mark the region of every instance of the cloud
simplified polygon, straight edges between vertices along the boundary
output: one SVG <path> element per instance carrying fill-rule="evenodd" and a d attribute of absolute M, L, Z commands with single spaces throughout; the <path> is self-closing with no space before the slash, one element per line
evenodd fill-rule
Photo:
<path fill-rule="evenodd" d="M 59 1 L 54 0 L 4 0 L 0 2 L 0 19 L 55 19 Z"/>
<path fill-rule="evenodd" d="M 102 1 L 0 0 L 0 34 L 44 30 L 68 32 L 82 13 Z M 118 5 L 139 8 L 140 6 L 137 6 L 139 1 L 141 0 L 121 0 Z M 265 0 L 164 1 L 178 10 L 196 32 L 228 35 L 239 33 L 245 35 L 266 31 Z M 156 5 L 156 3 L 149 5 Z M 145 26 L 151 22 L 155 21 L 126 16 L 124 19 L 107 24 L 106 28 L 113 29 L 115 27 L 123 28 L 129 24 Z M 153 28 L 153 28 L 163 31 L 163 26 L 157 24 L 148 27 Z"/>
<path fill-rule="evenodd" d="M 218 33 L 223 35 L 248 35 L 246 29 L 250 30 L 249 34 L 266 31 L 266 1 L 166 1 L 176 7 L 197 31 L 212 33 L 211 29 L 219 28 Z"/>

....................

=== PROBLEM TO WORK ON ===
Rewrite the listing above with "simplified polygon" changed to "simplified outline", keeping every other part identical.

=== TASK OUTPUT ===
mark the region of every instance of the cloud
simplified outline, straight edges between vertices along the boundary
output: one SVG <path> element per instance carrying fill-rule="evenodd" and a d attribute of absolute M, L, Z commands with single spaces throughout; the <path> is self-closing with no space before the slash, one element per line
evenodd fill-rule
Photo:
<path fill-rule="evenodd" d="M 59 1 L 54 0 L 4 0 L 0 2 L 0 19 L 55 19 Z"/>
<path fill-rule="evenodd" d="M 102 1 L 0 0 L 0 34 L 44 30 L 68 32 L 82 13 Z M 118 5 L 139 8 L 140 6 L 137 6 L 139 1 L 141 0 L 121 0 Z M 265 0 L 164 1 L 178 10 L 196 32 L 228 35 L 239 33 L 245 35 L 266 31 Z M 156 5 L 156 3 L 149 5 Z M 145 26 L 151 22 L 155 21 L 126 16 L 124 19 L 107 24 L 106 28 L 113 29 L 115 27 L 123 28 L 129 24 Z M 153 28 L 153 28 L 163 31 L 163 26 L 157 24 L 148 27 Z"/>
<path fill-rule="evenodd" d="M 218 33 L 223 35 L 248 35 L 246 29 L 250 30 L 249 34 L 266 31 L 266 1 L 166 1 L 176 7 L 197 31 L 212 33 L 211 29 L 219 28 Z"/>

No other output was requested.